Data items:
>>>>>

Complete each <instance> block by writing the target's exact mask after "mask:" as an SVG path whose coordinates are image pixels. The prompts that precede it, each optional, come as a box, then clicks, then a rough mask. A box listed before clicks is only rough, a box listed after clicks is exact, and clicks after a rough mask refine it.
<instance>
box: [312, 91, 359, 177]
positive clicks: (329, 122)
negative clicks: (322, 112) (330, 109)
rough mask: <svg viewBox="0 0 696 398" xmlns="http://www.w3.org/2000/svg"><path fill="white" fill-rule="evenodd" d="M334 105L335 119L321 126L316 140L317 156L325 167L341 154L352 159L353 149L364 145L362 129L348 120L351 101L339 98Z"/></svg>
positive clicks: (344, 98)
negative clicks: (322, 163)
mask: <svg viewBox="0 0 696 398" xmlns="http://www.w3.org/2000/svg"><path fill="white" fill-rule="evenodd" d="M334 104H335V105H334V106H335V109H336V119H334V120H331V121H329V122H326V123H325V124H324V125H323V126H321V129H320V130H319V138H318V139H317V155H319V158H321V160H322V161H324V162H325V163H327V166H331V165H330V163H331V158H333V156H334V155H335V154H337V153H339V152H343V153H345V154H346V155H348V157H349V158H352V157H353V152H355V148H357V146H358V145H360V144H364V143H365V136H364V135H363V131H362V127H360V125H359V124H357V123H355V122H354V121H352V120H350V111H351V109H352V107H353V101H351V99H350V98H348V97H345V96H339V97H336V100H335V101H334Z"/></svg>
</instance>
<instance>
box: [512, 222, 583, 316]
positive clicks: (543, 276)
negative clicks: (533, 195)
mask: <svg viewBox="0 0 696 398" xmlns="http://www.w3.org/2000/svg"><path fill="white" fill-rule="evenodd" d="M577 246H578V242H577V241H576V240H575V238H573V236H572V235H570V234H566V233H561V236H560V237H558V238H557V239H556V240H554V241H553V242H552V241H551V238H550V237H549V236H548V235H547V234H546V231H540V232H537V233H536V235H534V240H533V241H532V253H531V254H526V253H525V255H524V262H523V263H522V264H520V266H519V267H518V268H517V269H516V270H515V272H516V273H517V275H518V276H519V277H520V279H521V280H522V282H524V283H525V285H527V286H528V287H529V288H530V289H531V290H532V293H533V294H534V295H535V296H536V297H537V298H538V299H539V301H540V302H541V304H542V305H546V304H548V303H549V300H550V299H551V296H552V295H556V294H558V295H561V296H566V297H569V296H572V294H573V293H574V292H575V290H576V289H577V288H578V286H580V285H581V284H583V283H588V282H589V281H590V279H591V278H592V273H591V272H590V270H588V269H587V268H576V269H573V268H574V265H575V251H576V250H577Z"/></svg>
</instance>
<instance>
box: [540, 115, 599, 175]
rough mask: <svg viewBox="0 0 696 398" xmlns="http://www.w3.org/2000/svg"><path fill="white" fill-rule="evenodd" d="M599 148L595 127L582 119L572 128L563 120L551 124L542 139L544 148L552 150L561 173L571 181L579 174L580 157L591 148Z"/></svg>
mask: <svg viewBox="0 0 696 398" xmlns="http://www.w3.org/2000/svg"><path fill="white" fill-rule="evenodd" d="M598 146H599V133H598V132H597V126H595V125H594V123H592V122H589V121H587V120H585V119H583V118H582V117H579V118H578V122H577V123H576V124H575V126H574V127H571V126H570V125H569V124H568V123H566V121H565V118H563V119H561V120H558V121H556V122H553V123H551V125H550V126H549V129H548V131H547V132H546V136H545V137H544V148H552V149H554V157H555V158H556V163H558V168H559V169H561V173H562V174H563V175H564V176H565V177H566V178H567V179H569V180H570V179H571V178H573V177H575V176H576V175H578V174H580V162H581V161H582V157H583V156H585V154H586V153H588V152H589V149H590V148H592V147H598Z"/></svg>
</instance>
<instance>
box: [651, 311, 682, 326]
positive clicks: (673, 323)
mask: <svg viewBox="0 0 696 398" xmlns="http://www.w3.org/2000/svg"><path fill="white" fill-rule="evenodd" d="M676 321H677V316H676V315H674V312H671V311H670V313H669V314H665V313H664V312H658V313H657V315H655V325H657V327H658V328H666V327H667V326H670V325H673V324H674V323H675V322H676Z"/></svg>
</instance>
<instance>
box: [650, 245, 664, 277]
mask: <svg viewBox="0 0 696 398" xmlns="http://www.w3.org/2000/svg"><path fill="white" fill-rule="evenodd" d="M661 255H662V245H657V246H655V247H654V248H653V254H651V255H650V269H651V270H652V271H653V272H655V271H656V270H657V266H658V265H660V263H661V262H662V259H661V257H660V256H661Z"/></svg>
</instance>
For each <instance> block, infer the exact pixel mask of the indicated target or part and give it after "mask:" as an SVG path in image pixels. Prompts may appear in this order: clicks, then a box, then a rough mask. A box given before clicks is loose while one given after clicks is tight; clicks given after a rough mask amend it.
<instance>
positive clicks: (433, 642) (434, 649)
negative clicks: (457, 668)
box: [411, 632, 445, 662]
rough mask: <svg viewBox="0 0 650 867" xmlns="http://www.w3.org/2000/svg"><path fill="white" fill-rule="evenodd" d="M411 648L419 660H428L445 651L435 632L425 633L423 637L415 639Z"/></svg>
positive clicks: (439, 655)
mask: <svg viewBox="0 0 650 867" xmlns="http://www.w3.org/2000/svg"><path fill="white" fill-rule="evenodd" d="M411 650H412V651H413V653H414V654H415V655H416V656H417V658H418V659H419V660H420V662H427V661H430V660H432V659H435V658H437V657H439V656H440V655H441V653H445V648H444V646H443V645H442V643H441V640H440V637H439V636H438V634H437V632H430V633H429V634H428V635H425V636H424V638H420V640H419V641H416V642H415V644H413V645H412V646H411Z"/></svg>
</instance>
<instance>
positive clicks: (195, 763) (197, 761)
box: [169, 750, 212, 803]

<<<<<

• [WHAT NEEDS TO BE DONE]:
Express every line of the records above as a JSON list of strings, one string per line, leaving out blank lines.

• [EXERCISE SOLUTION]:
[
  "Complete each <instance> block by writing the target's exact mask after \"mask:\" as an SVG path whose coordinates are image pixels. The prompts that precede it, each optional, come as a box, then clicks, then a rough mask. A box listed before clicks is only rough, a box listed after clicks is exact, and clicks after a rough mask refine it.",
  "<instance>",
  "box: [312, 91, 359, 177]",
  "positive clicks: (329, 122)",
  "negative clicks: (322, 112) (330, 109)",
  "rough mask: <svg viewBox=\"0 0 696 398\" xmlns=\"http://www.w3.org/2000/svg\"><path fill=\"white\" fill-rule=\"evenodd\" d=\"M334 105L335 119L321 126L316 140L317 156L325 167L341 154L352 159L353 149L364 145L362 129L348 120L351 101L339 98Z\"/></svg>",
  "positive clicks: (344, 98)",
  "negative clicks: (322, 163)",
  "mask: <svg viewBox=\"0 0 696 398\" xmlns=\"http://www.w3.org/2000/svg\"><path fill=\"white\" fill-rule=\"evenodd\" d=\"M334 104H335V105H334V106H335V109H336V119H334V120H331V121H329V122H326V123H325V124H324V125H323V126H321V129H320V130H319V138H318V139H317V155H319V158H321V160H322V161H324V162H325V163H327V166H331V165H330V163H331V158H333V156H334V155H335V154H337V153H339V152H343V153H345V154H346V155H348V157H349V158H352V157H353V152H355V148H357V146H358V145H360V144H364V143H365V136H364V135H363V131H362V127H360V125H359V124H357V123H355V122H354V121H352V120H350V111H351V109H352V107H353V101H351V99H350V98H348V97H345V96H339V97H336V100H335V101H334Z\"/></svg>",
  "</instance>",
  "<instance>",
  "box: [512, 222, 583, 316]",
  "positive clicks: (543, 276)",
  "negative clicks: (533, 195)",
  "mask: <svg viewBox=\"0 0 696 398\" xmlns=\"http://www.w3.org/2000/svg\"><path fill=\"white\" fill-rule=\"evenodd\" d=\"M577 246H578V242H577V241H576V240H575V238H573V236H572V235H570V234H566V233H561V236H560V237H558V238H557V239H556V240H554V241H553V242H552V241H551V238H550V237H549V236H548V235H547V234H546V231H540V232H537V233H536V235H534V240H533V241H532V253H531V254H526V253H525V255H524V262H523V263H522V264H520V266H519V267H518V268H517V269H516V270H515V272H516V273H517V275H518V276H519V277H520V279H521V280H522V282H524V283H525V285H527V286H528V287H529V288H530V289H531V290H532V293H533V294H534V295H535V296H536V297H537V298H538V299H539V301H540V302H541V304H542V305H546V304H548V303H549V300H550V299H551V296H552V295H556V294H558V295H561V296H566V297H569V296H572V294H573V293H574V292H575V290H576V289H577V288H578V286H580V285H581V284H583V283H588V282H589V281H590V279H591V278H592V273H591V272H590V270H588V269H587V268H576V269H573V268H574V265H575V251H576V250H577Z\"/></svg>",
  "</instance>",
  "<instance>",
  "box: [540, 115, 599, 175]",
  "rough mask: <svg viewBox=\"0 0 696 398\" xmlns=\"http://www.w3.org/2000/svg\"><path fill=\"white\" fill-rule=\"evenodd\" d=\"M599 148L595 127L582 119L572 128L563 120L551 124L542 139L544 148L552 150L561 173L571 181L579 174L580 157L591 148Z\"/></svg>",
  "mask: <svg viewBox=\"0 0 696 398\" xmlns=\"http://www.w3.org/2000/svg\"><path fill=\"white\" fill-rule=\"evenodd\" d=\"M598 146H599V133H598V132H597V126H595V125H594V123H592V122H589V121H587V120H585V119H583V118H582V117H579V118H578V122H577V123H576V124H575V126H574V127H571V126H570V125H569V124H568V123H566V121H565V118H563V119H561V120H558V121H556V122H553V123H551V125H550V126H549V129H548V131H547V132H546V136H545V137H544V148H552V149H554V157H555V158H556V163H558V168H559V169H561V173H562V174H563V175H564V176H565V177H566V178H567V179H569V180H570V179H571V178H573V177H575V176H576V175H578V174H580V162H581V161H582V157H583V156H585V154H586V153H588V152H589V149H590V148H592V147H598Z\"/></svg>",
  "</instance>",
  "<instance>",
  "box: [651, 311, 682, 326]",
  "positive clicks: (673, 323)",
  "mask: <svg viewBox=\"0 0 696 398\" xmlns=\"http://www.w3.org/2000/svg\"><path fill=\"white\" fill-rule=\"evenodd\" d=\"M676 321H677V316H676V315H674V312H671V311H670V313H669V314H665V313H664V312H658V313H657V315H655V325H657V327H658V328H666V327H667V326H670V325H673V324H674V323H675V322H676Z\"/></svg>",
  "</instance>",
  "<instance>",
  "box: [650, 245, 664, 277]",
  "mask: <svg viewBox=\"0 0 696 398\" xmlns=\"http://www.w3.org/2000/svg\"><path fill=\"white\" fill-rule=\"evenodd\" d=\"M661 255H662V245H657V246H655V247H654V248H653V254H651V255H650V269H651V270H652V271H653V272H655V271H656V270H657V266H658V265H660V263H661V262H662V259H661V257H660V256H661Z\"/></svg>",
  "</instance>",
  "For each <instance> block, infer the exact pixel mask of the indicated target or part and give it after \"mask:\" as an SVG path in image pixels. Prompts may appear in this order: clicks, then a box, then a rough mask. A box given before clicks is loose while one given after clicks is tight; clicks given after a rough mask amend it.",
  "<instance>",
  "positive clicks: (433, 642) (434, 649)",
  "negative clicks: (457, 668)",
  "box: [411, 632, 445, 662]",
  "rough mask: <svg viewBox=\"0 0 650 867\" xmlns=\"http://www.w3.org/2000/svg\"><path fill=\"white\" fill-rule=\"evenodd\" d=\"M411 648L419 660H428L445 651L435 632L425 633L423 637L415 639Z\"/></svg>",
  "positive clicks: (439, 655)",
  "mask: <svg viewBox=\"0 0 650 867\" xmlns=\"http://www.w3.org/2000/svg\"><path fill=\"white\" fill-rule=\"evenodd\" d=\"M411 650H412V651H413V653H414V654H415V655H416V656H417V658H418V659H419V660H420V662H427V661H430V660H432V659H435V658H437V657H439V656H440V655H441V653H445V648H444V646H443V645H442V643H441V640H440V637H439V636H438V634H437V632H430V633H429V634H428V635H425V636H424V638H420V640H419V641H416V642H415V644H413V645H412V646H411Z\"/></svg>",
  "</instance>",
  "<instance>",
  "positive clicks: (195, 763) (197, 761)",
  "box: [169, 750, 212, 803]"
]